* [Source material]:
══════

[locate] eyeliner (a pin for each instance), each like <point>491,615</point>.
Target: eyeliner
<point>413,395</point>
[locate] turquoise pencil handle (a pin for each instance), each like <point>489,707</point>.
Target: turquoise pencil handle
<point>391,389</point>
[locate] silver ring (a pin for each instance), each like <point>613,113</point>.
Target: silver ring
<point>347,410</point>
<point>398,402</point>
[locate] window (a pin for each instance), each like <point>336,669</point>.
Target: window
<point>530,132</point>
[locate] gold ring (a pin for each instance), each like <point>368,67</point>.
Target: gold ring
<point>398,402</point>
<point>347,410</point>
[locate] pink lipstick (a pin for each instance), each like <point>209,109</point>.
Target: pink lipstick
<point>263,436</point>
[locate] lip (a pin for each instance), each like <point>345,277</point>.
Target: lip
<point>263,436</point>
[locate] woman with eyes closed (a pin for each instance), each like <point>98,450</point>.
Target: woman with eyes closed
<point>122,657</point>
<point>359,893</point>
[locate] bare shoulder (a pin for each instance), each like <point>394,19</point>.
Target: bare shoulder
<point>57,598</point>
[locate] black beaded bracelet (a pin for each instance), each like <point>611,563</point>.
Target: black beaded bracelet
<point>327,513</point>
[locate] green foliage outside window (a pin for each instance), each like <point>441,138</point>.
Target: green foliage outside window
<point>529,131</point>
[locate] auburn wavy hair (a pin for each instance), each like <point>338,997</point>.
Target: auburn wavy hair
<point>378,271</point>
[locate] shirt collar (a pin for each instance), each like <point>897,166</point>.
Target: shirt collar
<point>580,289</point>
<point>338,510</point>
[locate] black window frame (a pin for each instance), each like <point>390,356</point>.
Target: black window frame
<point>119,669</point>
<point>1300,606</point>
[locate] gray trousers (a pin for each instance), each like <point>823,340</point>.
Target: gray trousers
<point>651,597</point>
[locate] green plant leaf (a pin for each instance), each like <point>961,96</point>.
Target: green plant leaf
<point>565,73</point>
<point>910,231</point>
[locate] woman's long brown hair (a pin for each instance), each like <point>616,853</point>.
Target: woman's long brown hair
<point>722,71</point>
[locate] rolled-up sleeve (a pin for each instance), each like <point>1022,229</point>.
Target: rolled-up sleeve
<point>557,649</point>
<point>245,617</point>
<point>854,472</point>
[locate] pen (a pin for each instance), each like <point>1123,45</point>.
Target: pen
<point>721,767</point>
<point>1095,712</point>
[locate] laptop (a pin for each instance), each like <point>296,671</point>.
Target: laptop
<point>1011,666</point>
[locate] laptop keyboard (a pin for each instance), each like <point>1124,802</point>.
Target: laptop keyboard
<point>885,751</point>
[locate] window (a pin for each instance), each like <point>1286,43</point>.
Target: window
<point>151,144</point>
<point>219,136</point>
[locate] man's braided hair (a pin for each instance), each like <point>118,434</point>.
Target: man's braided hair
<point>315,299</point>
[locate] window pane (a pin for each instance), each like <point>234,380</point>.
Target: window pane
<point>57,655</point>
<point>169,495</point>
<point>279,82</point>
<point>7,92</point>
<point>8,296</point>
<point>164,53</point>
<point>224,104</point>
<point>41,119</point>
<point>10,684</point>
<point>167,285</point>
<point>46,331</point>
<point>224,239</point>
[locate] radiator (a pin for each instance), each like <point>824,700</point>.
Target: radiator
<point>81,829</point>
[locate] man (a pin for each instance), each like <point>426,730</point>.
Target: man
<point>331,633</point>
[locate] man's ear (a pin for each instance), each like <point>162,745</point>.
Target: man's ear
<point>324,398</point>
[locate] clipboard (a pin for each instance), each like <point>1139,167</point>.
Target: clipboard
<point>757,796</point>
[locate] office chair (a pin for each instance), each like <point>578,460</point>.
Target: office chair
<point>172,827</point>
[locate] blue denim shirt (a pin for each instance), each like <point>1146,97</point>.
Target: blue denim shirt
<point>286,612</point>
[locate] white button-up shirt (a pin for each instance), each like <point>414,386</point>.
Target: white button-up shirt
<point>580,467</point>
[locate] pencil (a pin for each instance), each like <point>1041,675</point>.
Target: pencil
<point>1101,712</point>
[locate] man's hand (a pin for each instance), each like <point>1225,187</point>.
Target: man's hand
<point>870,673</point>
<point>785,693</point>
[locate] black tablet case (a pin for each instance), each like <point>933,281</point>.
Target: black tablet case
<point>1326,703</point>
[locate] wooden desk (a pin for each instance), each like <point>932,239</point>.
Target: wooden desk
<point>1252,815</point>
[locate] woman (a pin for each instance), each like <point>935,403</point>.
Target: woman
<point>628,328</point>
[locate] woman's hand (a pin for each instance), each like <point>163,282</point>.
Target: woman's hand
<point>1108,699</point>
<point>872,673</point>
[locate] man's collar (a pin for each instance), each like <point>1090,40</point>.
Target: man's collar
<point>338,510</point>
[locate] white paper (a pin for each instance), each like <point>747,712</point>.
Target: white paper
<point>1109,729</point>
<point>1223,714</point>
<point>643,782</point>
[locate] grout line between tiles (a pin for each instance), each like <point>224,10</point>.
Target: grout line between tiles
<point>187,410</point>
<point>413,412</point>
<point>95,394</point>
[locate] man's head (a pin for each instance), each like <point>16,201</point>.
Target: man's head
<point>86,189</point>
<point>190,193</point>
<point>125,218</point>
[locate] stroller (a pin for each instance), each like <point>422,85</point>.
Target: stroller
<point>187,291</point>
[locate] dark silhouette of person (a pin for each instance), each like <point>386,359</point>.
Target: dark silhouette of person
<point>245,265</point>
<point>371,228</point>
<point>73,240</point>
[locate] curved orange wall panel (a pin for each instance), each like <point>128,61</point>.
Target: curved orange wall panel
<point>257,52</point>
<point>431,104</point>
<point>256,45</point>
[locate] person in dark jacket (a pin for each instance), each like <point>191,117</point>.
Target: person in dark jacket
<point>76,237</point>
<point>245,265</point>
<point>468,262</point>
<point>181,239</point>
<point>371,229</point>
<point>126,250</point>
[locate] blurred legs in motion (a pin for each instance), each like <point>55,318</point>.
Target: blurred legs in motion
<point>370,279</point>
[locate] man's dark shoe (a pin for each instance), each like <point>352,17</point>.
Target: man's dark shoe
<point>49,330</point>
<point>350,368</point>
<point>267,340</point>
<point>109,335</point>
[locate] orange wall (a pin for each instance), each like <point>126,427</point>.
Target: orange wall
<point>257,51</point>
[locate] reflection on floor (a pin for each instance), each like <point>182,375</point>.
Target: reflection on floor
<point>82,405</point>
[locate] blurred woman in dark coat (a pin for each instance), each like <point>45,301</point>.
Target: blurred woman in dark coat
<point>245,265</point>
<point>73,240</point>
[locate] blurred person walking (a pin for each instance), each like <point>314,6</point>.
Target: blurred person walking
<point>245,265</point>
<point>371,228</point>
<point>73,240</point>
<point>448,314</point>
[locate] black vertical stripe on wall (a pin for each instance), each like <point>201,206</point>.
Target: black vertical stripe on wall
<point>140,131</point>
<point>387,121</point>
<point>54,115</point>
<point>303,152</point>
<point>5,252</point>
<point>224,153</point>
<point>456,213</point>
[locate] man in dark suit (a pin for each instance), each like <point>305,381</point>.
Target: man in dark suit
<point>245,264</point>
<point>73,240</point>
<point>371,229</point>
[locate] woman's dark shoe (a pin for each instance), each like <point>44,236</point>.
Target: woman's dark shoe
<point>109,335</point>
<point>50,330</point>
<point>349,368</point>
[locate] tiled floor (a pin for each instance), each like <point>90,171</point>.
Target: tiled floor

══════

* [What the exercise asks]:
Copy the rows above word for word, starting at the line containing "[locate] man's head" and ending at the line containing "<point>256,45</point>".

* [Written solution]:
[locate] man's head (a pin for each instance), each like <point>16,201</point>.
Target: man's head
<point>86,189</point>
<point>190,193</point>
<point>125,218</point>
[locate] stroller (a pin for each instance), each like <point>422,85</point>.
Target: stroller
<point>187,291</point>
[locate] dark silhouette of person (a pin for each instance), each like <point>386,359</point>.
Target: dark silhouette of person
<point>245,265</point>
<point>371,228</point>
<point>73,240</point>
[locate] curved orange wall panel (a pin for each instance), each like <point>128,61</point>.
Target: curved orange wall panel
<point>257,52</point>
<point>431,104</point>
<point>256,45</point>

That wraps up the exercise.